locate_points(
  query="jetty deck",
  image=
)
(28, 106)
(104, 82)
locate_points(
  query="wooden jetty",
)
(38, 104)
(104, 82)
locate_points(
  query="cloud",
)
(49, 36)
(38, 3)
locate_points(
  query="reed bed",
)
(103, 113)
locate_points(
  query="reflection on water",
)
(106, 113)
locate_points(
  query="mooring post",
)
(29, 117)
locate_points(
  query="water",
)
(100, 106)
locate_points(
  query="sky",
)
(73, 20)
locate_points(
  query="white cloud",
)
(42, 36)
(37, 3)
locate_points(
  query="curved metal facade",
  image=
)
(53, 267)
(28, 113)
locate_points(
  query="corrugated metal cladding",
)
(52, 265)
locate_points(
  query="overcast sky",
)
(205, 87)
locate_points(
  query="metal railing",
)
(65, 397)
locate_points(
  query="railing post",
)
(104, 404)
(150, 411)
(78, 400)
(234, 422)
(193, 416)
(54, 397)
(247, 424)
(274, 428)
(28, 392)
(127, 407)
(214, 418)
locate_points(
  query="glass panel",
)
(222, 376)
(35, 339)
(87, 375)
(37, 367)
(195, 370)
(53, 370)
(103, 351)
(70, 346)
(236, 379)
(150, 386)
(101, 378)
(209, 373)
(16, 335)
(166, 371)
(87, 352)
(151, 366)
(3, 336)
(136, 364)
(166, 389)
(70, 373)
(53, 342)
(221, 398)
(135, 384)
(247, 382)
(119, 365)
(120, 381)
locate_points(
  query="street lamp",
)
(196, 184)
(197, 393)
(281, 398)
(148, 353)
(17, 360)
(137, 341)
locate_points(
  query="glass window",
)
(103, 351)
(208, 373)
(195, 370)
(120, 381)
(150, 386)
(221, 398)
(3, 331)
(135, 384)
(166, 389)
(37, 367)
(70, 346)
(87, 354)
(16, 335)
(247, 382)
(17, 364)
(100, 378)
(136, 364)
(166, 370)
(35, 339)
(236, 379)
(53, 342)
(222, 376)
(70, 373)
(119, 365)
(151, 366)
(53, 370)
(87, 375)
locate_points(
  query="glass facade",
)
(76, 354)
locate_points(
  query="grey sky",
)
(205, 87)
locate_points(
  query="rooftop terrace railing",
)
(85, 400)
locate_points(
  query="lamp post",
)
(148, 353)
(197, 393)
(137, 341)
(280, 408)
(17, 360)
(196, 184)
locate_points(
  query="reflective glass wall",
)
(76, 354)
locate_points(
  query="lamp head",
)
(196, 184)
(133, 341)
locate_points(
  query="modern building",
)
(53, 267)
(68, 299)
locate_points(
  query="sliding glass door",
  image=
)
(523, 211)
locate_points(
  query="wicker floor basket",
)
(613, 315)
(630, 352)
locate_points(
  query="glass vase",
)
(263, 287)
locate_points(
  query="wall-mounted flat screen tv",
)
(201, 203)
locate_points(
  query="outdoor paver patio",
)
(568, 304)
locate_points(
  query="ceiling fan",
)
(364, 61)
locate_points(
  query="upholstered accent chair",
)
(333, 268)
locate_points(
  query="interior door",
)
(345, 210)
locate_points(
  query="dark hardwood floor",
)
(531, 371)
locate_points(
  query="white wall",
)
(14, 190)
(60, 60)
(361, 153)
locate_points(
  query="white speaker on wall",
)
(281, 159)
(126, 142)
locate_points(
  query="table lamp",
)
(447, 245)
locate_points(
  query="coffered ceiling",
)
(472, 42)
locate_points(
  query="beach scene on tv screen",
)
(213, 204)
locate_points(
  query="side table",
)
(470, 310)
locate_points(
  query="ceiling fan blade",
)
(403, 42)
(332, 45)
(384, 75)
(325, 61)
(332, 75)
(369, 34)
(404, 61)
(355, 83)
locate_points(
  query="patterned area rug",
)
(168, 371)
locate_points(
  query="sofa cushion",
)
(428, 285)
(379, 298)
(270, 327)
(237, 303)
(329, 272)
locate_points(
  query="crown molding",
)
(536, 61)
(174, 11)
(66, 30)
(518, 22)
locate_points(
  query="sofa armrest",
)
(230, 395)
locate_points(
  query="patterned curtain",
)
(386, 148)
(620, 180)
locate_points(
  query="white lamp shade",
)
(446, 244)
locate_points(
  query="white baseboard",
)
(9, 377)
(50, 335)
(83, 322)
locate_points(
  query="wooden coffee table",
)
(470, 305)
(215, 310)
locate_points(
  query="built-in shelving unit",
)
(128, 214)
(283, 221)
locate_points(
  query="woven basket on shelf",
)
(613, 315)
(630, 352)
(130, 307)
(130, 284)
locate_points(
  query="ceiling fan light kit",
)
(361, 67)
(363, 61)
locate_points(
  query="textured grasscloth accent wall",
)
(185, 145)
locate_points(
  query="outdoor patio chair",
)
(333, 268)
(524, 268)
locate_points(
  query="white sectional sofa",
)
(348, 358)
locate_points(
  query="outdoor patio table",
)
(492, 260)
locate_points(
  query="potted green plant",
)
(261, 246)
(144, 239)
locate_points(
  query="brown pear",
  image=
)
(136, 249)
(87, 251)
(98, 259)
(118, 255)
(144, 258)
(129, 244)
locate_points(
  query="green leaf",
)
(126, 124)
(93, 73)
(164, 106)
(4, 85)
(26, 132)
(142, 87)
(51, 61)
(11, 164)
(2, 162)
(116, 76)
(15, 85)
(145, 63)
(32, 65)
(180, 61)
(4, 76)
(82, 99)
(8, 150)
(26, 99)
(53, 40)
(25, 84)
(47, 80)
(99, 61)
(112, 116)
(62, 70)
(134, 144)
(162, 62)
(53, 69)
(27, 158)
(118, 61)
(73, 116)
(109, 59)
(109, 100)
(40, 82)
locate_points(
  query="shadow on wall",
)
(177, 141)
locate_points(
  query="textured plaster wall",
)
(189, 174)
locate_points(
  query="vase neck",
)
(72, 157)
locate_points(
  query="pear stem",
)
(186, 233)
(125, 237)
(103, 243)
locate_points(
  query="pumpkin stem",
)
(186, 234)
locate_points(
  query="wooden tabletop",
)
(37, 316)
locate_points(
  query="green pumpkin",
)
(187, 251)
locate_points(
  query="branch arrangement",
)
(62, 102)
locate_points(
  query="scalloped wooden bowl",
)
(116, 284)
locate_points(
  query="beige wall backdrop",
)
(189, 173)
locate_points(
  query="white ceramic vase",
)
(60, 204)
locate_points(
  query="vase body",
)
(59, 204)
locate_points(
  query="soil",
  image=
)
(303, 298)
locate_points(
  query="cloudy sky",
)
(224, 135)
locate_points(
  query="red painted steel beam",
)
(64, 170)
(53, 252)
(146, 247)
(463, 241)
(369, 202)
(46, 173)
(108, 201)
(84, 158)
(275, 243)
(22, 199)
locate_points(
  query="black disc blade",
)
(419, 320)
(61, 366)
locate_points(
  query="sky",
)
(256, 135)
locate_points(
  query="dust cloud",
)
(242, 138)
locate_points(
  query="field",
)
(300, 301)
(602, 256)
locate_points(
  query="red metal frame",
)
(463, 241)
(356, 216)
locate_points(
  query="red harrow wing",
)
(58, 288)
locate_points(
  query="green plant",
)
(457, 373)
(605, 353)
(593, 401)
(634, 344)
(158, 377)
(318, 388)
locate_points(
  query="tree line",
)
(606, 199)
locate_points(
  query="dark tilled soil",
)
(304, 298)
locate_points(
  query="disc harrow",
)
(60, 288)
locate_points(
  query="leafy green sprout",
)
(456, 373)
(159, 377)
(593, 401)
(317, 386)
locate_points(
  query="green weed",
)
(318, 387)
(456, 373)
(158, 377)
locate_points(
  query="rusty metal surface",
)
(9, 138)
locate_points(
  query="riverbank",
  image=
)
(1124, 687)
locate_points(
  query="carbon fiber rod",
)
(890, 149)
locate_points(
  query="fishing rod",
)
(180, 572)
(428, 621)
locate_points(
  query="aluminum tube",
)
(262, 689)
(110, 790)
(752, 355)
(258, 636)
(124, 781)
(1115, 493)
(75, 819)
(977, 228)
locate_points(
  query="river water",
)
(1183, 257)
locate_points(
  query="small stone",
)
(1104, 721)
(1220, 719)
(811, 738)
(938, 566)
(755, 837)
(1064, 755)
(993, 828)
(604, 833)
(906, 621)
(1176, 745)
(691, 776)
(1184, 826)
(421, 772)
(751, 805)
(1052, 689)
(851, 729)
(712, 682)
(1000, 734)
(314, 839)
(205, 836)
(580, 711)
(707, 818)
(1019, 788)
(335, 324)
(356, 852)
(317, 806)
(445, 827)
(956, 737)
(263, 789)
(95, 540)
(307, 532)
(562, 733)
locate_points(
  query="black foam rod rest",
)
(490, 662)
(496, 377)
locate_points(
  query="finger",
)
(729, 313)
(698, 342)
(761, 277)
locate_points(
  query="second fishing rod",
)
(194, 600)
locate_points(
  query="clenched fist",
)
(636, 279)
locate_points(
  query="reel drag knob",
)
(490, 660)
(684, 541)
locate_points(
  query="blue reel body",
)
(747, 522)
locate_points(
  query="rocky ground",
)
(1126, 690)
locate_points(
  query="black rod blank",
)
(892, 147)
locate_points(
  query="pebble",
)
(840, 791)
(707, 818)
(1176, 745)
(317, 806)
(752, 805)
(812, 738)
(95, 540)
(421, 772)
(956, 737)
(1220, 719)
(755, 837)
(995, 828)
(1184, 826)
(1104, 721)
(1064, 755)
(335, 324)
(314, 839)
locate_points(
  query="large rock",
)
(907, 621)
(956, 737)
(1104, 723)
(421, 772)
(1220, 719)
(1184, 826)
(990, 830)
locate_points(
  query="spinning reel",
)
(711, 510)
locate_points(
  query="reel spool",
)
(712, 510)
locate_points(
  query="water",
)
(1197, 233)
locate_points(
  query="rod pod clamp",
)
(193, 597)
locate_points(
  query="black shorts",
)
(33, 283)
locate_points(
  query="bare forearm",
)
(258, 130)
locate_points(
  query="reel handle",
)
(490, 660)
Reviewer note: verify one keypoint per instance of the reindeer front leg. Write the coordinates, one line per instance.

•••

TASK BRIEF
Find all lines holding the word "black" in the records above and copy them.

TASK RESULT
  query="black disc blade",
  query="black foam rod rest",
  query="black rod blank",
  query="black shorts",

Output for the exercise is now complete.